### PROBLEM A
Answer these questions about the passage on early American civilization:
(i) On what does the passage say American civilization rose?
(ii) What does the passage call a foe?
(iii) By waiting, to what end does the passage say one learns to wait?
### PROBLEM B
Resume the passage on early American civilization, starting right after its final sentence.

MERICAN civilization rose on the fresh sods of the wilderness. Its triumphs were secured by the severe exactions of skill, patience, and industry. Our fathers owed almost everything to this rigorous discipline. Cold and heat, sterile lands and scanty crops, swollen rivers and impassable mountains, poverty and suffering, barbarism hanging upon their borders and descending upon their habitations, tyranny in the mother country, absence of sympathy, and the loneliness of solitude made MEN of them.

Dangers abounded, difficulties were numerous and formidable. The climate was a foe, the savage was an enemy, the spirit of the savage was hostile. And yet to these restraints we owe the best lessons of American freedom, to be prudent in foresight, sagacious in plans, resolute in peril, united in council, and untiring in exertions; to wait, and by waiting to triumph; to suffer, and by suffering to be strong.

Stored data entries:

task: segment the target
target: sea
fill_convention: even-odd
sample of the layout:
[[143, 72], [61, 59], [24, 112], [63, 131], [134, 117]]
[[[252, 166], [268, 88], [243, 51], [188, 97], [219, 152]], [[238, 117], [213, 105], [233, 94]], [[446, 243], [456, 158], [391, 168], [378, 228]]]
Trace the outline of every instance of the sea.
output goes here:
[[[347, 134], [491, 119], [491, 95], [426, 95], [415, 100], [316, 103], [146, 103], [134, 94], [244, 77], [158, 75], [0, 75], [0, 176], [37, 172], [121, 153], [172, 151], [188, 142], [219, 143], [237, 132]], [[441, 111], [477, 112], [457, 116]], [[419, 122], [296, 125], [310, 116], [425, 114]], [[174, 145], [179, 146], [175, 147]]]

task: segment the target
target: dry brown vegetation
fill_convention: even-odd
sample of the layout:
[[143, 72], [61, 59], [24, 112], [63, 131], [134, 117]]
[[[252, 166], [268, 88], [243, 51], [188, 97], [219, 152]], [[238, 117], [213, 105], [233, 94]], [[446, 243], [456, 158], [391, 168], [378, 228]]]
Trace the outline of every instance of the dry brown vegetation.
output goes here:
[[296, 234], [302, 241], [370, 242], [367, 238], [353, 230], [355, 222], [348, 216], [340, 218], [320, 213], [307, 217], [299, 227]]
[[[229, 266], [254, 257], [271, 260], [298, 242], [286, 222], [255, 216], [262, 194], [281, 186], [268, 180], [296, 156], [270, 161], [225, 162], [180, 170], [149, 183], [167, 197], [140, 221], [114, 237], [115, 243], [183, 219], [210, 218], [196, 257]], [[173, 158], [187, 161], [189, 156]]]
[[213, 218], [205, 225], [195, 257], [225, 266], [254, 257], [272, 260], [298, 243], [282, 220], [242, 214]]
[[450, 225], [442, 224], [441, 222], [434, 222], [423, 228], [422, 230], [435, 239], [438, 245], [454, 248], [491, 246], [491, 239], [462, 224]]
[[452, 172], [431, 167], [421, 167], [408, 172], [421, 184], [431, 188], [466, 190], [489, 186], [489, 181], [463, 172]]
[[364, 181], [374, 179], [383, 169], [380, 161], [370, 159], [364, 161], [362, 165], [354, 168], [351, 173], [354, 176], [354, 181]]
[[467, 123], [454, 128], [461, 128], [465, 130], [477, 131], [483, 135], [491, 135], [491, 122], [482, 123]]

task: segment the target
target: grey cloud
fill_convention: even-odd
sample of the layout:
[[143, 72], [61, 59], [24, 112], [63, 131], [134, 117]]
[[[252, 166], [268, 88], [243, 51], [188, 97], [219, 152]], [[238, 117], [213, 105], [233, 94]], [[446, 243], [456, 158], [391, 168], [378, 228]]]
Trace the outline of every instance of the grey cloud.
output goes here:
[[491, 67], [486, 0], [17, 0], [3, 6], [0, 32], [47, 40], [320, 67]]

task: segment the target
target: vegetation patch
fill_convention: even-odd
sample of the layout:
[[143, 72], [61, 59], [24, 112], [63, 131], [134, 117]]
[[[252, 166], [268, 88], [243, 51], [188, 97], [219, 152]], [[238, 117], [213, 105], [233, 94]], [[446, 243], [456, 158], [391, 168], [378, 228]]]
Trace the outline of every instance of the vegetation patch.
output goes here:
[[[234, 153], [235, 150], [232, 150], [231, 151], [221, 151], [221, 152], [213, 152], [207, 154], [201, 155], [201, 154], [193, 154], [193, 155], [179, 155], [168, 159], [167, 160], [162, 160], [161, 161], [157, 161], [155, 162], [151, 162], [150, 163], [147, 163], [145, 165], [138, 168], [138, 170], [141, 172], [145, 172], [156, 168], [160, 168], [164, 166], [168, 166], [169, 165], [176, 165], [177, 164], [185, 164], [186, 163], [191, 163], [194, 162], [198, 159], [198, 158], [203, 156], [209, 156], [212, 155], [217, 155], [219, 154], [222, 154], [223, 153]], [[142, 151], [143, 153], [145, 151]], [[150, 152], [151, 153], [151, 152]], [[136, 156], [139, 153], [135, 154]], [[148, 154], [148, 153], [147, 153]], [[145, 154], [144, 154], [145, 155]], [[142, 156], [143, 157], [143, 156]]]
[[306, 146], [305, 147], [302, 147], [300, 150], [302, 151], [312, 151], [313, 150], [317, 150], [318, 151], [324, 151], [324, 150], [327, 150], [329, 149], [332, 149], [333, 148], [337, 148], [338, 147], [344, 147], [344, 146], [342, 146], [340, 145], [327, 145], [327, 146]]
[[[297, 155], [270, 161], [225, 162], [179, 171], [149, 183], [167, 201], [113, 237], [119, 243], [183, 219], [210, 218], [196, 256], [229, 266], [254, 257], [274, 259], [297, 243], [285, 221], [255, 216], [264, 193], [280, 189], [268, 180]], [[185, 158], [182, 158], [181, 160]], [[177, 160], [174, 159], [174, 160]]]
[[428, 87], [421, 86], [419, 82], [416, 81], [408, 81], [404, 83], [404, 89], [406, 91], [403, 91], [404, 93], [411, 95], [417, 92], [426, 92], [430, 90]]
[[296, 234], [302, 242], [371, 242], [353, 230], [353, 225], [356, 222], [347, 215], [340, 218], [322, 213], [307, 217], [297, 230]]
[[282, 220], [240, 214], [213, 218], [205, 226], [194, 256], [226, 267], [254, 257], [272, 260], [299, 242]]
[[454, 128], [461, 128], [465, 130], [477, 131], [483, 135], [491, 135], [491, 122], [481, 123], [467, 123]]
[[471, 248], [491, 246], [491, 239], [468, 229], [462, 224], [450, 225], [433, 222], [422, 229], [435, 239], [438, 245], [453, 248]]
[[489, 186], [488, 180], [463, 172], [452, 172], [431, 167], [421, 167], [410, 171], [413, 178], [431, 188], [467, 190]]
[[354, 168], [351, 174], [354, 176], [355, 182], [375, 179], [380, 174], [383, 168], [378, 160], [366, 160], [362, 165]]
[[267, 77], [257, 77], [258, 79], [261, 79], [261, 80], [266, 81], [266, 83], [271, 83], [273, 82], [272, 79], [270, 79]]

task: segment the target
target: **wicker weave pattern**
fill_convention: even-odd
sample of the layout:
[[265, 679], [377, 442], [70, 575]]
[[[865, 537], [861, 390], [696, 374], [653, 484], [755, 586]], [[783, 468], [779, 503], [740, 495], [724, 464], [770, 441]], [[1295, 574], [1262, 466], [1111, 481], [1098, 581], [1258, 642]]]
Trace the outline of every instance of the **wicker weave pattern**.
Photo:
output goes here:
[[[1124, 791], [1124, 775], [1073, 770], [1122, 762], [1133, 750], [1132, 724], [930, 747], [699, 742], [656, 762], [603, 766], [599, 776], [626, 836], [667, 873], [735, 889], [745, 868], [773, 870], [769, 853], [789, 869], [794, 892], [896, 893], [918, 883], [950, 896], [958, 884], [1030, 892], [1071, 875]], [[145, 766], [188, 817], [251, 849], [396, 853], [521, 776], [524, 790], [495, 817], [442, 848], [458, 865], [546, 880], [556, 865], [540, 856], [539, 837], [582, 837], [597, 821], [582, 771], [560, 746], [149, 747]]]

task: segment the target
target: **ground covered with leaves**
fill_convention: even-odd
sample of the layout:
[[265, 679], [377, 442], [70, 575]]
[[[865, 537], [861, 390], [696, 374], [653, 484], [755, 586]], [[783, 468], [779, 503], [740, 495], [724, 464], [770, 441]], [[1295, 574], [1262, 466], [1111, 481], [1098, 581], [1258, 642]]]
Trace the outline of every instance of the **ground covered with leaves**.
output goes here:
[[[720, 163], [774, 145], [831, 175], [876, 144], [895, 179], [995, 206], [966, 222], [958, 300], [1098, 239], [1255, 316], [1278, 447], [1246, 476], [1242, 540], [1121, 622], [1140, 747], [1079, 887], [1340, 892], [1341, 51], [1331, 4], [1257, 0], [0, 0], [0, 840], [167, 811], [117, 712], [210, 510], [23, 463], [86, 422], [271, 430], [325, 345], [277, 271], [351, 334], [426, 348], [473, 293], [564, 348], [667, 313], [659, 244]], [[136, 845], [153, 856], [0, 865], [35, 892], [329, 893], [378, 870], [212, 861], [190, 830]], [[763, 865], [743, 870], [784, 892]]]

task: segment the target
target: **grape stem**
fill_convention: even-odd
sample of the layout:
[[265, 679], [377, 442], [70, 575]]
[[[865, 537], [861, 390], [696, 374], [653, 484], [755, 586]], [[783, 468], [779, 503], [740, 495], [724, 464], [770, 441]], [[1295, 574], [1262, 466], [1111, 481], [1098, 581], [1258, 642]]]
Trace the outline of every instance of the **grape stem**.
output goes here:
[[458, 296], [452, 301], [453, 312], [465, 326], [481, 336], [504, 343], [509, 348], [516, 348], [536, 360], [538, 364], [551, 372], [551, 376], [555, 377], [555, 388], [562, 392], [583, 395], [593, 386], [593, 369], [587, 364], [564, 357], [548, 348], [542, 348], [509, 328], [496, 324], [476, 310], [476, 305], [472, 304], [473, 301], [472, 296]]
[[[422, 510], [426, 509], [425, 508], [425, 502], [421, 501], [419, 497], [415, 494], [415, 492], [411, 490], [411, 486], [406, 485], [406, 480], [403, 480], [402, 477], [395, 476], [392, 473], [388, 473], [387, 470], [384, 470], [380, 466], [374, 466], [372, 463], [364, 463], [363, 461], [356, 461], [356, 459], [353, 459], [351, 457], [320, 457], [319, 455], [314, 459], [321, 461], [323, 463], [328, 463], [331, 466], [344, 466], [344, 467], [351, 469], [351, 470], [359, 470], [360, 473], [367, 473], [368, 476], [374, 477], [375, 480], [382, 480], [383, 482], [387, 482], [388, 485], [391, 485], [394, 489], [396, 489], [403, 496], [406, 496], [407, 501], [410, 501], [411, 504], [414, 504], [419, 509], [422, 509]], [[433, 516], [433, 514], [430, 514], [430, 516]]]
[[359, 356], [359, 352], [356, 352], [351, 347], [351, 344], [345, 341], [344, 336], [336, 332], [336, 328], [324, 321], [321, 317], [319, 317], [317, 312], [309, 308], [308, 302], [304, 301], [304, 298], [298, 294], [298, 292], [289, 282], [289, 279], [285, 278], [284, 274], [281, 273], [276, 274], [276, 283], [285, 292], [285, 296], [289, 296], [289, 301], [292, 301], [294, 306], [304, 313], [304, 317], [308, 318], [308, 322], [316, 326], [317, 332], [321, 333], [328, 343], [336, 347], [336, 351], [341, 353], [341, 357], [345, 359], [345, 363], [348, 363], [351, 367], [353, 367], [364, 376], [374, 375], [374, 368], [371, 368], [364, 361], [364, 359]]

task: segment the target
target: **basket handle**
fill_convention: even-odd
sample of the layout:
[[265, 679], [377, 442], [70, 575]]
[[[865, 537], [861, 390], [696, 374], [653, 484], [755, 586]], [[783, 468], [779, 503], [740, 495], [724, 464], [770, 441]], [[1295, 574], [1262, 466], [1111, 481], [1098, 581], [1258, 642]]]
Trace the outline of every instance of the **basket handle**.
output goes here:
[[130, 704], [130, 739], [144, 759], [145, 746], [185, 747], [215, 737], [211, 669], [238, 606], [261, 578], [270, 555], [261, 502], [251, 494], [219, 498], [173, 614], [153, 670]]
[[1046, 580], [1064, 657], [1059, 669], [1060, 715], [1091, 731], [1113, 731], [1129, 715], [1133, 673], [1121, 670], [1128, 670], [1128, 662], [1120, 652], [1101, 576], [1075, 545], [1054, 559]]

### OUTPUT A
(i) The fresh sods of the wilderness.
(ii) The climate.
(iii) To triumph.

### OUTPUT B
The rigors of climate harden the muscles, and the toil of the fields braces the nerves. Summer night-dews and winter frosts impress the lesson of care and prudence, while forests and flood invite to danger and reward courage. Newfoundland fisheries and mountain clearings, the heights of Quebec and the wilds of the Alleghanies, conflicts with Frenchmen and surprises from Indians, train eye and hand for future need.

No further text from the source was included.